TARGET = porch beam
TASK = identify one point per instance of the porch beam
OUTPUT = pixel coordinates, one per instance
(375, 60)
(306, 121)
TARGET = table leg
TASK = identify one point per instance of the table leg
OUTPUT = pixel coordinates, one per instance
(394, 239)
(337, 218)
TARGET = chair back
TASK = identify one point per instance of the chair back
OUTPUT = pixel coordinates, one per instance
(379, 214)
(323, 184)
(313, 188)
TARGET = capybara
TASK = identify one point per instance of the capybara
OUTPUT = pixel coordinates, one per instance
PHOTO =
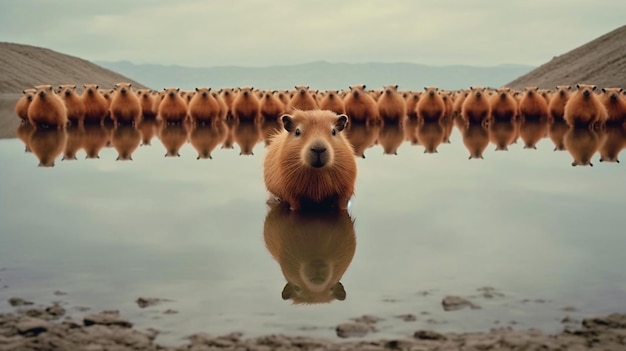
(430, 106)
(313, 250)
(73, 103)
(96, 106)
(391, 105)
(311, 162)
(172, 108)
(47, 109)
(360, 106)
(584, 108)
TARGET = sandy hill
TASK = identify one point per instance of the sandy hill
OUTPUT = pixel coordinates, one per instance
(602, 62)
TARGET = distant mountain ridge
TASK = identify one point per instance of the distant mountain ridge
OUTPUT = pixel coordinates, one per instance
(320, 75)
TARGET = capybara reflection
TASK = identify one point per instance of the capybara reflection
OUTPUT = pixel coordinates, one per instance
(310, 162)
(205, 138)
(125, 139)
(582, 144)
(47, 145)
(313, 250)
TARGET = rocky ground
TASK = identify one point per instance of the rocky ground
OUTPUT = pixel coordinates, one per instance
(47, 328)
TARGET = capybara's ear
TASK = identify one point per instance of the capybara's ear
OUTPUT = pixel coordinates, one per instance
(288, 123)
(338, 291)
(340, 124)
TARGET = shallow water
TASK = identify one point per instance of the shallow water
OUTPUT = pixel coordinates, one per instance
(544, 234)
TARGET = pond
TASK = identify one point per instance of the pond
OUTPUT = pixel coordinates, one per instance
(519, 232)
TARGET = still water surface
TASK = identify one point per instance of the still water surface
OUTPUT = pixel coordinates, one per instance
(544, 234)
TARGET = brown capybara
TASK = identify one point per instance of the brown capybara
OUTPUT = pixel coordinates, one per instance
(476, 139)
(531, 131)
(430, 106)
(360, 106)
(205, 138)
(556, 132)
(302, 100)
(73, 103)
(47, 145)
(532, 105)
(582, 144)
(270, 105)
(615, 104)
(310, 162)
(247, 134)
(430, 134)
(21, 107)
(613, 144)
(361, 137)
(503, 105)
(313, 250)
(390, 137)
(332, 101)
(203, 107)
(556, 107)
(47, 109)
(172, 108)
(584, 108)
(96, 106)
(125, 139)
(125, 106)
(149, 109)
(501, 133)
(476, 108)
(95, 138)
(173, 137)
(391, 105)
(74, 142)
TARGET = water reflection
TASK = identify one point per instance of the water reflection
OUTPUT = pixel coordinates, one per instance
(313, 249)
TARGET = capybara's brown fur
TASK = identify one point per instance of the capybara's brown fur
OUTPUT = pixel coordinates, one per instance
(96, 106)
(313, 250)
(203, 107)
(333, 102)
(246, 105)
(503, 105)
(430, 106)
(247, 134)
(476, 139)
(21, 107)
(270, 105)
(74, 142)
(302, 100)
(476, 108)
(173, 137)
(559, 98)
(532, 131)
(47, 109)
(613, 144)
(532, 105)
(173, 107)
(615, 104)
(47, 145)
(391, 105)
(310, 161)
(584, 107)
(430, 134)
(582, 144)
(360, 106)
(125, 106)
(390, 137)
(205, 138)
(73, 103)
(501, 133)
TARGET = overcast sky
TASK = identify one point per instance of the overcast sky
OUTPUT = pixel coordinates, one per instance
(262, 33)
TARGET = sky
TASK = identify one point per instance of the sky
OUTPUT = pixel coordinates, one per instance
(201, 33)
--
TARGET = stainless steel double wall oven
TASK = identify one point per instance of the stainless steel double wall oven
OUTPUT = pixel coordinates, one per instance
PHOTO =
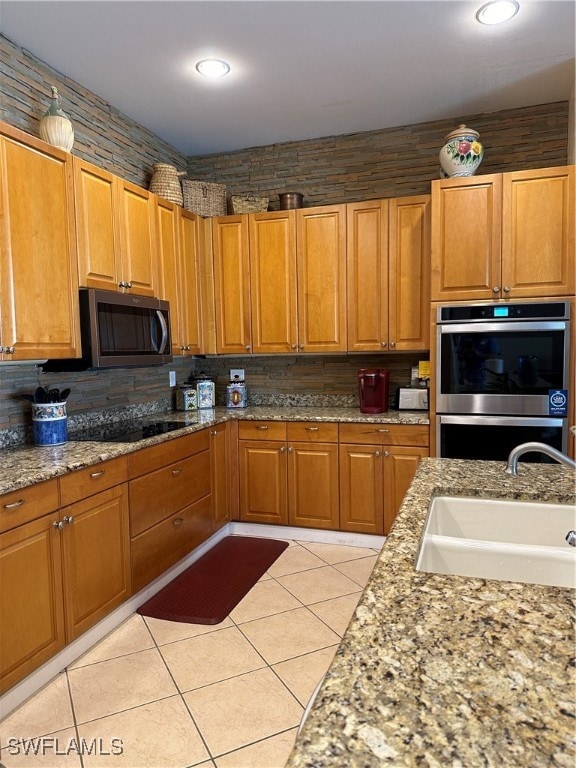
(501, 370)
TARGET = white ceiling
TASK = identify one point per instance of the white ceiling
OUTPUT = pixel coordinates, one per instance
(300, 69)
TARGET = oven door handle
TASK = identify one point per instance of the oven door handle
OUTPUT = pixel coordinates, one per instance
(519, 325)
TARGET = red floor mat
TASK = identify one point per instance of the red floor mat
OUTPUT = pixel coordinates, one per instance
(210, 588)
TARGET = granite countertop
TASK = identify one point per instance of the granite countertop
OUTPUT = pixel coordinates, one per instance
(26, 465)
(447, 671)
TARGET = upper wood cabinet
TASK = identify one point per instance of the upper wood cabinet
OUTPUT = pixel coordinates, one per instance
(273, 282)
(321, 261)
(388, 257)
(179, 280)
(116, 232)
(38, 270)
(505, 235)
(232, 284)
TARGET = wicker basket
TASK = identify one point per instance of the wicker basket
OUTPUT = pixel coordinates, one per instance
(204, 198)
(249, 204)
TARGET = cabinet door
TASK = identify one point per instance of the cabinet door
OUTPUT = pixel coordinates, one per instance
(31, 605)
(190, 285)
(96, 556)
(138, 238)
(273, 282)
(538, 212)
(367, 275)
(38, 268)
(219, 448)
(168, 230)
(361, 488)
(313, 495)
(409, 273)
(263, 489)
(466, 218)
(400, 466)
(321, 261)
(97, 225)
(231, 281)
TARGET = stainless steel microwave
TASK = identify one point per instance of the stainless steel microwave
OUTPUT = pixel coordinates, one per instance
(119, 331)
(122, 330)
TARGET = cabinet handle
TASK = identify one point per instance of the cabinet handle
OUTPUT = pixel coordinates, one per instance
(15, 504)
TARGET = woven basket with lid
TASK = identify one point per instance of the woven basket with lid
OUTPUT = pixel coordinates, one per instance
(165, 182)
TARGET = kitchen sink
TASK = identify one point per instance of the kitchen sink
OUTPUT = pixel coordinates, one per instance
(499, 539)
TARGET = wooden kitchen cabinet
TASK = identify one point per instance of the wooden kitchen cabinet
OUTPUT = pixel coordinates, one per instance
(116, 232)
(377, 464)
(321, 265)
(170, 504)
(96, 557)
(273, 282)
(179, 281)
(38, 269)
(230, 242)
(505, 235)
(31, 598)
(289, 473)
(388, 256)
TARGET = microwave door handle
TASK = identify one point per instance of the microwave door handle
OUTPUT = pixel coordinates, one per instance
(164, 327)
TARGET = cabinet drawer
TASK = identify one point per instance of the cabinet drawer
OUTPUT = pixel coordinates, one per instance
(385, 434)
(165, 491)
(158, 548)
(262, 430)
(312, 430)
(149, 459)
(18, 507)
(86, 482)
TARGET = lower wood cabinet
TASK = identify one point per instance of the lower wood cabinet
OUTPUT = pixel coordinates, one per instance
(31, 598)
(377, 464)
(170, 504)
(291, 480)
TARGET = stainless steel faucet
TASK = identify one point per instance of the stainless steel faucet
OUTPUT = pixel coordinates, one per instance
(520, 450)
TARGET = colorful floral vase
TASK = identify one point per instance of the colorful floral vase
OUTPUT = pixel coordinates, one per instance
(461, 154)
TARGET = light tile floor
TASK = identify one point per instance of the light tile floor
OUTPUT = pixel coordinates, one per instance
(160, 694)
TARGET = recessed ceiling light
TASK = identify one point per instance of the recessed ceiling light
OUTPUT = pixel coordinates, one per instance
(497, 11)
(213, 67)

Request: Extract every line of the material above that contains the string "surface", copying each one in full. Case counts.

Task solution:
TARGET = still water surface
TASK = identify one point per instance of the still water surface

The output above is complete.